### What to produce
Output the records. Match them exactly.

● ● ● ● ● ● ●

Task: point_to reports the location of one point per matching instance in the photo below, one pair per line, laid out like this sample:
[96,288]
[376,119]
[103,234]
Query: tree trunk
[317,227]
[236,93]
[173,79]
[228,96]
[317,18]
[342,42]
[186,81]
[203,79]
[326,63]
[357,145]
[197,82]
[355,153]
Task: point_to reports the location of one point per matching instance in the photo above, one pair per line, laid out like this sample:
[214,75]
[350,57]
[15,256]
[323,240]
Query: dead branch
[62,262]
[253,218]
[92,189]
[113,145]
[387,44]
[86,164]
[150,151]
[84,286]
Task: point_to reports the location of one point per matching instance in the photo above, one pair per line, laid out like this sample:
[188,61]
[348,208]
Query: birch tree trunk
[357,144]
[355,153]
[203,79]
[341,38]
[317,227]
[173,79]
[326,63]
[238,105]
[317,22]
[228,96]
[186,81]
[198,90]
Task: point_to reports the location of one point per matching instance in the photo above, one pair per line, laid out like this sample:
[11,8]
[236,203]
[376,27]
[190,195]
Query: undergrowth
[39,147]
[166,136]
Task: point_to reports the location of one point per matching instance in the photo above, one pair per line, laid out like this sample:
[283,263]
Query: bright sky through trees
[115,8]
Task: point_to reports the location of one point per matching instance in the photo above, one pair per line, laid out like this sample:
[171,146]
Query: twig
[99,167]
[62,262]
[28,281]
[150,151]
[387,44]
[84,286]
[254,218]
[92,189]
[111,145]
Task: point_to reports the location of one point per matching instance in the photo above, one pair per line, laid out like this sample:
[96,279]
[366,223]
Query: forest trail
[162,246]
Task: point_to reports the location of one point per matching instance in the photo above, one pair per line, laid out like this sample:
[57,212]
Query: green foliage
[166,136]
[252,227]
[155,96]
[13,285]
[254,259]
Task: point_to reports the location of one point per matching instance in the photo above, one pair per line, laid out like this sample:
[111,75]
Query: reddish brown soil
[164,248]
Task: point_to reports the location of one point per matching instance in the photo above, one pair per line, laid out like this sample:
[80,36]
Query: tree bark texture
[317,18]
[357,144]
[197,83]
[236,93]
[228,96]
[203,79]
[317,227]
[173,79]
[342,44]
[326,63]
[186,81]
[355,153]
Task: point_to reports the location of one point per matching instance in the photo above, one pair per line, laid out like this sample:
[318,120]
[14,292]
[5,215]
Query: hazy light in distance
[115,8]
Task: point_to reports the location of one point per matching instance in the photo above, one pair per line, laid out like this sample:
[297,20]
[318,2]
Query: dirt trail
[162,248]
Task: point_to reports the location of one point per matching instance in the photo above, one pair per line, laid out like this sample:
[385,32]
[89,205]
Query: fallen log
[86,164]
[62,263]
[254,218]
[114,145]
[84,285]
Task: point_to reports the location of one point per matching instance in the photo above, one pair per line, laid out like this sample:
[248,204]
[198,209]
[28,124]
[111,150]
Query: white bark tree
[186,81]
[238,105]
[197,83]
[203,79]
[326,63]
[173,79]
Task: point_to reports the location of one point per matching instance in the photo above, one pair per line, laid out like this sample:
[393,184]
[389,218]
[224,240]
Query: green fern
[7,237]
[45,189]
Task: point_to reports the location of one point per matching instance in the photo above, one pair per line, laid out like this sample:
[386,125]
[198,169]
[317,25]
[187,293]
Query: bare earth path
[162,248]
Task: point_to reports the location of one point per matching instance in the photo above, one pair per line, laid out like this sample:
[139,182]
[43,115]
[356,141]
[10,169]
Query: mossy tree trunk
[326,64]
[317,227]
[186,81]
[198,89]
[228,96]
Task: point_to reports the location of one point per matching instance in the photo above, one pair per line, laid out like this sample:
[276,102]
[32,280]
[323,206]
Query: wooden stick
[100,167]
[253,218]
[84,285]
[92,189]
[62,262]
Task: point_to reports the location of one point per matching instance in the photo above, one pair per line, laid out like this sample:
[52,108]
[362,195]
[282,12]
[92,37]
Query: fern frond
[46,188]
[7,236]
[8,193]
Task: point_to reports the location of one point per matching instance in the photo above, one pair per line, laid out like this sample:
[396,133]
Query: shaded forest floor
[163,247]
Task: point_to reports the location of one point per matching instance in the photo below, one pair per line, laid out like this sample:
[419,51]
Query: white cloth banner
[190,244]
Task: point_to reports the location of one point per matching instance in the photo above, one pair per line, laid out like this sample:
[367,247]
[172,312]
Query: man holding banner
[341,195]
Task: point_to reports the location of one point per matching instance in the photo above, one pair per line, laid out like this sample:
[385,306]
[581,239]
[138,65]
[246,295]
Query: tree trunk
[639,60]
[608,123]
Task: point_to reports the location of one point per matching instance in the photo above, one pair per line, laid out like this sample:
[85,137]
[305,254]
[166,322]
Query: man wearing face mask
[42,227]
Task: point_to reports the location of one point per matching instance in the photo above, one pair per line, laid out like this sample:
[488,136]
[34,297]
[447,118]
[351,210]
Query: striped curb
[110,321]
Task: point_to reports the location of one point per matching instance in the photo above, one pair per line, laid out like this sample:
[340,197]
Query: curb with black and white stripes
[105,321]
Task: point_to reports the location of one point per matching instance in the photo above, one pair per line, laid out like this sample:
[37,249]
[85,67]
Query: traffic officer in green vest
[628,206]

● ● ● ● ● ● ●

### Answer space
Task: point_to reports the location of one point per matching instance in the photo below, one pair per line, laid out like this sample:
[96,288]
[376,119]
[103,234]
Query: tree trunk
[317,227]
[236,93]
[173,79]
[228,96]
[317,18]
[342,42]
[186,81]
[203,79]
[326,63]
[357,145]
[197,82]
[355,153]
Task: point_to reports the location of one point per matching instance in the photo above, one pair per line, laid out like this sample:
[214,75]
[350,57]
[15,256]
[323,240]
Query: dead branch
[62,262]
[253,218]
[92,189]
[113,145]
[387,44]
[86,164]
[150,151]
[84,286]
Task: point_to reports the location of one point per matching instance in the photo above, one pair per line, laid out like this sample:
[188,61]
[348,208]
Query: birch tree trunk
[357,144]
[355,153]
[203,79]
[341,38]
[317,227]
[173,79]
[326,63]
[238,105]
[317,22]
[228,96]
[186,81]
[198,90]
Task: point_to reports the location of one point per matching instance in the photo above, one pair per line, laid out like this sample:
[11,8]
[236,203]
[376,27]
[190,195]
Query: undergrowth
[39,147]
[166,136]
Task: point_to reports the location of one point per matching instance in the photo above, one pair per line, laid out like this sample:
[283,263]
Query: bright sky through trees
[115,8]
Task: point_to reports the location of one point per matching instance in the photo above, one pair per line, laid out like this sample:
[171,146]
Query: twig
[99,167]
[62,262]
[28,281]
[150,151]
[387,44]
[84,286]
[254,218]
[92,189]
[111,145]
Task: point_to reports the location of one point per matching instance in the photo above, one pair per line, laid out like this sample:
[96,279]
[366,223]
Query: forest trail
[162,246]
Task: point_to reports the location of one point per matching instance in the photo above, one pair per line, laid out like this sample:
[57,212]
Query: green foliage
[166,136]
[252,227]
[155,96]
[13,285]
[254,259]
Task: point_to reports the location of one point per matching instance in the photo above, one pair per line, laid out like this sample:
[111,75]
Query: reddish brown soil
[164,248]
Task: point_to reports the location of one point per matching instance in the photo above, one pair per line, laid out like this sample:
[80,36]
Query: tree bark texture
[317,18]
[357,144]
[197,83]
[236,93]
[228,96]
[203,79]
[317,227]
[173,79]
[342,44]
[326,63]
[186,81]
[355,153]
Task: point_to reports the location of one point per matching instance in the photo above, one pair per line, laid out like this sample:
[318,120]
[14,292]
[5,215]
Query: hazy light in distance
[115,8]
Task: point_to reports the location of one point per matching instance in the photo above, one pair per line, laid out like this sample:
[297,20]
[318,2]
Query: dirt trail
[162,248]
Task: point_to reports the location of one point per matching instance in the photo above, one pair per line, laid out like this sample:
[385,32]
[89,205]
Query: fallen log
[86,164]
[62,263]
[254,218]
[114,145]
[84,285]
Task: point_to reports the location of one point per matching instance in the photo above, one pair per line, laid out like this sample:
[248,204]
[198,209]
[28,124]
[111,150]
Query: white bark tree
[186,81]
[238,105]
[197,83]
[203,79]
[326,63]
[173,79]
Task: point_to reports the location of one point per matching instance in the photo above, one pair per line, laid out like this sample:
[393,184]
[389,218]
[224,240]
Query: green fern
[7,237]
[45,189]
Task: point_to reports the location of one point per matching instance in the photo above, one pair per line, laid out like this sample:
[386,125]
[198,169]
[317,25]
[187,293]
Query: bare earth path
[162,248]
Task: point_to reports the location of one point per matching instance in the photo above, one pair per line, laid out like this sample:
[139,182]
[43,115]
[356,141]
[10,169]
Query: mossy tree trunk
[326,64]
[317,227]
[186,81]
[198,89]
[228,96]
Task: point_to reports the location of one point per matching instance in the photo above, one pair per line, laid out like this sample:
[276,102]
[32,280]
[323,206]
Query: wooden stick
[100,167]
[253,218]
[84,285]
[92,189]
[62,262]
Task: point_to reports the location of one point per matching instance in the photo above, one pair per line, laid out like this sample:
[52,108]
[362,195]
[282,12]
[92,37]
Query: fern frond
[46,188]
[7,236]
[8,193]
Task: point_to reports the location of one point per matching instance in the photo above, one pair per line, laid out like this sample:
[396,133]
Query: shaded forest floor
[163,247]
Task: point_to reports the location of one point per matching instance in the photo below, one pair per line, laid out like this sample:
[419,51]
Query: white cloth banner
[190,244]
Task: point_to reports the location of one point per matching instance in the photo above, one pair per line, laid out like this sample:
[367,247]
[172,312]
Query: man holding banner
[341,195]
Task: point_to reports the location of one point per matching instance in the photo above, one pair per line, laid out like this sample:
[385,306]
[581,239]
[138,65]
[246,295]
Query: tree trunk
[639,60]
[608,123]
Task: point_to reports the location of one point per matching instance in the photo above, one pair per line, laid out like this sample:
[85,137]
[305,254]
[166,322]
Query: man wearing face mask
[42,227]
Task: point_to reports the location of one point per matching instance in the photo above, one pair per line, laid out like this sample:
[488,136]
[34,297]
[447,118]
[351,210]
Query: striped curb
[110,321]
Task: point_to reports the location of one point per matching instance in the photo above, one pair per line, laid out like this sample:
[340,197]
Query: curb with black and white stripes
[105,321]
Task: point_to reports the location of one point per matching instance in the photo above, one pair per line, laid out like this sample:
[37,249]
[85,67]
Query: traffic officer in green vest
[628,206]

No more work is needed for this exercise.